Metin parçası =>

Emsal Mahkeme Kararı Ankara Bölge Adliye Mahkemesi 27. Hukuk Dairesi 2021/836 E. 2023/591 K. 18.05.2023 T.

Görüntülediğiniz mahkeme kararı henüz kesinleşmemiştir. Yararlı olması amacıyla eklenmiştir.

T.C. ANKARA BÖLGE ADLİYE MAHKEMESİ 27. HUKUK DAİRESİ
Esas No: 2021/836 – Karar No:2023/591
T.C.
ANKARA
BÖLGE ADLİYE MAHKEMESİ
27. HUKUK DAİRESİ

DOSYA NO : 2021/836
KARAR NO : 2023/591

T Ü R K M İ L L E T İ A D I N A
K A R A R

İNCELENEN KARARIN
MAHKEMESİ : ANKARA 10. ASLİYE TİCARET MAHKEMESİ
TARİHİ : 30/06/2021
NUMARASI : 2019/246 E-2021/446 K

DAVACI :
VEKİLİ :
DAVALI :
VEKİLLERİ

DAVANIN KONUSU : İtirazın İptali (Eser Sözleşmesinden Kaynaklanan)

Sağlanan veriler =>
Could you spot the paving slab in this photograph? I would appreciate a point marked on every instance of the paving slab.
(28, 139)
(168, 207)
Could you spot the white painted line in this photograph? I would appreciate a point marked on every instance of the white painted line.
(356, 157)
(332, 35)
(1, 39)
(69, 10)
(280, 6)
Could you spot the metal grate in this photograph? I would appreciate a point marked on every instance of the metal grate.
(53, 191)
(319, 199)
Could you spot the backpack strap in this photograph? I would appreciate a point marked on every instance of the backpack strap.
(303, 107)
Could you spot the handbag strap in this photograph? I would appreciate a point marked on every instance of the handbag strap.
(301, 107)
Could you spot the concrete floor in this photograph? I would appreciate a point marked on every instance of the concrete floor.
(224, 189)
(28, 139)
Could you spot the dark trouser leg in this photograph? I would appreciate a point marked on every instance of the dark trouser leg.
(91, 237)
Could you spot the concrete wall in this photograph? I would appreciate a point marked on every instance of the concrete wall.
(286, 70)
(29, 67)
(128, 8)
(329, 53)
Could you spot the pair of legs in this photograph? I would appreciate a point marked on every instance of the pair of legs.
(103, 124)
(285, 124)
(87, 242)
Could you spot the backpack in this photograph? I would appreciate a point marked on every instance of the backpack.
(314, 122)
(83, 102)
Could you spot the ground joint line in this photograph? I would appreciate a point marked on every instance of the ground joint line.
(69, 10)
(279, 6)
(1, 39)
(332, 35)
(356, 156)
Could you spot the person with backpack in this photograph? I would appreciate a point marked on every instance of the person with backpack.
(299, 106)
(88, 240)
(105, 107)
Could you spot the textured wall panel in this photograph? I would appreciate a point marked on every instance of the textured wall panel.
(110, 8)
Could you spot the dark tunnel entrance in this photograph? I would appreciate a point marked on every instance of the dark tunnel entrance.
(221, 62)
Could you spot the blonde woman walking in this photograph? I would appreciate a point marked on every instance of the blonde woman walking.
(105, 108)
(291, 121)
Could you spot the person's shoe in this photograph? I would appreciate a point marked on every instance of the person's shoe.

Yapılacak iş =>
Mahkeme kararı metninde "Emsal Mahkeme Kararı" sözleriyle başlayıp "olması amacıyla eklenmiştir." sözlerine kadar devam eden bölümü hiç değiştirmeden tekrarla.

Sorunun yanıtı =>
Emsal Mahkeme Kararı Ankara Bölge Adliye Mahkemesi 27. Hukuk Dairesi 2021/836 E. 2023/591 K. 18.05.2023 T.

Görüntülediğiniz mahkeme kararı henüz kesinleşmemiştir. Yararlı olması amacıyla eklenmiştir.